:: DATA SECTION ::
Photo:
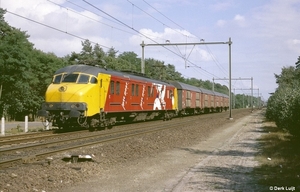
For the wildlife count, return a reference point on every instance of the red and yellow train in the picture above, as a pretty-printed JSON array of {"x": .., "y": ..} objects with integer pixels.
[{"x": 92, "y": 97}]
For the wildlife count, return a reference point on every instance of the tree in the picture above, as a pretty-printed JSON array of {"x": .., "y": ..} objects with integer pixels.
[{"x": 24, "y": 72}]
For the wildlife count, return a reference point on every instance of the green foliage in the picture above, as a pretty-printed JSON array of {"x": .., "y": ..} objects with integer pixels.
[
  {"x": 284, "y": 104},
  {"x": 26, "y": 72}
]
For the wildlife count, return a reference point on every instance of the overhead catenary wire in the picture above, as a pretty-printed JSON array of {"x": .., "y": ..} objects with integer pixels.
[{"x": 56, "y": 29}]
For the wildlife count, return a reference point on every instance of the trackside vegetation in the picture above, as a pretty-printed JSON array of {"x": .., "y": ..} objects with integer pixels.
[
  {"x": 25, "y": 72},
  {"x": 284, "y": 105}
]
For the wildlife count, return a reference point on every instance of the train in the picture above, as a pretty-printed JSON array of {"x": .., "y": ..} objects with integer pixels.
[{"x": 91, "y": 97}]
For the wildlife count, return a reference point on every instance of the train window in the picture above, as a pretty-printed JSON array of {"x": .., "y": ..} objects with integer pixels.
[
  {"x": 188, "y": 94},
  {"x": 136, "y": 90},
  {"x": 112, "y": 87},
  {"x": 132, "y": 89},
  {"x": 70, "y": 78},
  {"x": 57, "y": 79},
  {"x": 83, "y": 79},
  {"x": 94, "y": 80},
  {"x": 118, "y": 88},
  {"x": 150, "y": 91}
]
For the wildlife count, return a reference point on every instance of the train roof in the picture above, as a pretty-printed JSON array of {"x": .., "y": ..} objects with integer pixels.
[
  {"x": 94, "y": 70},
  {"x": 184, "y": 86}
]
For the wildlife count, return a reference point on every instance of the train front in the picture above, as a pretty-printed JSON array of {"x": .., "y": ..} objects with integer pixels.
[{"x": 71, "y": 99}]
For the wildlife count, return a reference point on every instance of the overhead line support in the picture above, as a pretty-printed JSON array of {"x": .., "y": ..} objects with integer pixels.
[{"x": 143, "y": 45}]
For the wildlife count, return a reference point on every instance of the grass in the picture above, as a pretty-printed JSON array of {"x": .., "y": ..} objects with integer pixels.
[{"x": 279, "y": 158}]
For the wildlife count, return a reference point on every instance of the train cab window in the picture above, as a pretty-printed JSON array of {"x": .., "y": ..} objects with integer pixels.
[
  {"x": 132, "y": 89},
  {"x": 94, "y": 80},
  {"x": 70, "y": 78},
  {"x": 83, "y": 79},
  {"x": 57, "y": 79},
  {"x": 117, "y": 88},
  {"x": 150, "y": 92},
  {"x": 112, "y": 87},
  {"x": 136, "y": 90}
]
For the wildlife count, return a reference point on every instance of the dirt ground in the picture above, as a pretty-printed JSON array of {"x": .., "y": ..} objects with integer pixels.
[{"x": 221, "y": 161}]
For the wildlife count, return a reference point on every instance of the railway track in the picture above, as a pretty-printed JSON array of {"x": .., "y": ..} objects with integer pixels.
[{"x": 29, "y": 153}]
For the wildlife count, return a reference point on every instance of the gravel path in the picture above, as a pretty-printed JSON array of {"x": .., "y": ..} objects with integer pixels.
[
  {"x": 220, "y": 162},
  {"x": 212, "y": 153}
]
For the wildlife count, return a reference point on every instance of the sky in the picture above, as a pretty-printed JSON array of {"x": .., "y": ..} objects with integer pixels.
[{"x": 265, "y": 34}]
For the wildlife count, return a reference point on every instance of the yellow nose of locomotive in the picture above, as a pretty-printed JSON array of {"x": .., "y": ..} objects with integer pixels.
[{"x": 72, "y": 94}]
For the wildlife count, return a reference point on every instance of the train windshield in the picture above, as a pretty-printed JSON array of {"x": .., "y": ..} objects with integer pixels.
[
  {"x": 57, "y": 79},
  {"x": 83, "y": 79},
  {"x": 74, "y": 78}
]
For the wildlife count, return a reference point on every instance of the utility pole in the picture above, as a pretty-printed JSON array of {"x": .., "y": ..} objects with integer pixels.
[{"x": 185, "y": 44}]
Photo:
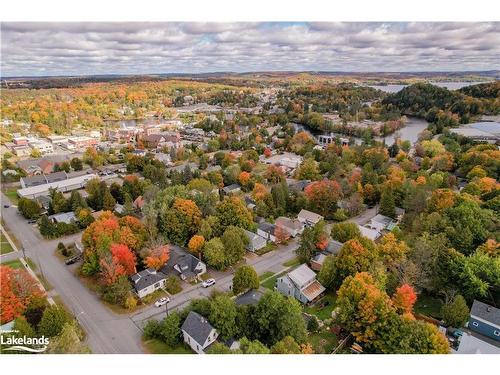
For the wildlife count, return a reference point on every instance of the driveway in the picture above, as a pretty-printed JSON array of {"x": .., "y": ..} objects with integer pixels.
[{"x": 107, "y": 332}]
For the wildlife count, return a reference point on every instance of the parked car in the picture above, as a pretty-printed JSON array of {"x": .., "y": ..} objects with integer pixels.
[
  {"x": 162, "y": 301},
  {"x": 208, "y": 282},
  {"x": 73, "y": 259}
]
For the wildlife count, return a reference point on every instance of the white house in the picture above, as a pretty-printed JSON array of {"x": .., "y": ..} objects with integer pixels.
[
  {"x": 255, "y": 242},
  {"x": 301, "y": 284},
  {"x": 148, "y": 281},
  {"x": 198, "y": 333},
  {"x": 267, "y": 231}
]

:: WHAT TO DO ::
For each entry, copy the text exactly and leave out any image it carries.

:: TASK RESPONSE ::
Photo:
For the wildlife count, return a reference point on every instance of the red and yellow train in the picture above, as a pretty-printed JSON array of {"x": .., "y": ..} objects with integer pixels.
[{"x": 92, "y": 97}]
For the wildlife count, return a reference point on every instance of the tree in the picture above, as a pretty-printed JSON array of {"x": .., "y": ..} objects with integer pixels.
[{"x": 24, "y": 72}]
For the wildlife count, return a reference point on every instance of the green foliage in the picture above, as a pretty-printed JSON array of {"x": .., "y": ..} objects with integer pixels.
[
  {"x": 284, "y": 104},
  {"x": 26, "y": 72}
]
For the wildlife count, return a reference point on every instance of the overhead catenary wire in the picture above, as a pretty-printed JSON array of {"x": .., "y": ..} objects with integer pixels.
[{"x": 56, "y": 29}]
For the wildlife count, return a reference point on every instance of the trackside vegetation in the picture above, as a pretty-printed JSON array of {"x": .., "y": ..} objects with integer pixels.
[
  {"x": 25, "y": 72},
  {"x": 284, "y": 105}
]
For the wildlife count, return a reference point on every instance of the train in the picture above, as a pretty-printed JSON array of {"x": .., "y": ..} objects with integer pixels.
[{"x": 91, "y": 97}]
For the wildlife count, return a reference point on every instance of the train window in the picture above, as a pretty-printed JSON array of {"x": .., "y": ..} objects with integer pixels.
[
  {"x": 188, "y": 94},
  {"x": 136, "y": 90},
  {"x": 112, "y": 87},
  {"x": 132, "y": 89},
  {"x": 70, "y": 78},
  {"x": 57, "y": 79},
  {"x": 83, "y": 79},
  {"x": 94, "y": 80},
  {"x": 118, "y": 88},
  {"x": 150, "y": 91}
]
For the wildlife count, return a reference point on every instance of the train roof in the picture above, as a pretty-printed JSON array of {"x": .., "y": ..} objects with integer pixels.
[
  {"x": 94, "y": 70},
  {"x": 184, "y": 86}
]
For the wildlife count, return a reference point on every instance of the train front in the picture above, as a pretty-printed JSON array of {"x": .., "y": ..} objects with integer pixels.
[{"x": 71, "y": 99}]
For the wildlife count, return a reference point on every instance of the overhead line support in the picture above, as a pretty-printed JSON array of {"x": .., "y": ..} objects with integer pixels.
[{"x": 143, "y": 45}]
For the wildlife count, return a reference point on every instance of the grass in the picture above, as a pretty-printed JSON array of {"x": .., "y": ..} objects with integer pixels.
[{"x": 279, "y": 158}]
For the wildlife count, return a reference point on every instance of the train cab window in the picture above, as a pretty-printed JSON array of {"x": .., "y": ..} objects with integer pixels.
[
  {"x": 132, "y": 89},
  {"x": 94, "y": 80},
  {"x": 70, "y": 78},
  {"x": 83, "y": 79},
  {"x": 57, "y": 79},
  {"x": 117, "y": 88},
  {"x": 150, "y": 92},
  {"x": 112, "y": 87},
  {"x": 136, "y": 90}
]
For the wildlife count, return a reference point on every instance of the dirt ground in the picture above, as a pretty-printed JSON array of {"x": .., "y": ..} objects with integer pixels.
[{"x": 221, "y": 161}]
For the wildlife count, return a reference point on every instance of the railway track in the picture above, as a pretty-printed JSON array of {"x": .., "y": ..} objects with integer pixels.
[{"x": 29, "y": 153}]
For the wildlife count, return a reference point on every instance of the gravel path in the picture above, as a pretty-printed JSON array of {"x": .., "y": ..} objects with integer pixels.
[
  {"x": 220, "y": 162},
  {"x": 212, "y": 153}
]
For the wildlife count, return a reference point on every instance of the sky in the picture above, as a pretty-printed JSON array of {"x": .., "y": ..} objects with integer pixels.
[{"x": 265, "y": 34}]
For the wildlife count, return a reference point on every instance of the yellow nose of locomotive in the picture above, as a pretty-printed JSON array of {"x": .., "y": ..} objects with integer pixels.
[{"x": 72, "y": 94}]
For the wildlife count, return a reference point on every instance of the train windshield in the picture above, as a pretty-printed JSON array of {"x": .., "y": ..} objects with integer pixels.
[
  {"x": 57, "y": 79},
  {"x": 83, "y": 79},
  {"x": 74, "y": 78}
]
For the wildlife count, return a reference point on every instance of the utility pole in the picture above, as a pretty-printed JSON array of {"x": .., "y": ..} objects with integer pixels.
[{"x": 185, "y": 44}]
Photo:
For the wildlife count, return a reference point on every instance of the driveway in the picture above, as a pretty-printed JSON array of {"x": .., "y": ..} objects with integer pixels.
[{"x": 107, "y": 332}]
For the wildlife count, return a reference point on every instance of the parked car in the picture above, as a pretty-printed JSON array of {"x": .., "y": ..} objects with integer pixels.
[
  {"x": 162, "y": 301},
  {"x": 208, "y": 282},
  {"x": 73, "y": 259}
]
For the wildlife count, return a reference point on every instance of the white house in the picture above, as a pretty-printed JSON array of {"x": .., "y": ..} objects with integer pixels.
[
  {"x": 255, "y": 242},
  {"x": 301, "y": 284},
  {"x": 148, "y": 281},
  {"x": 198, "y": 333},
  {"x": 267, "y": 231}
]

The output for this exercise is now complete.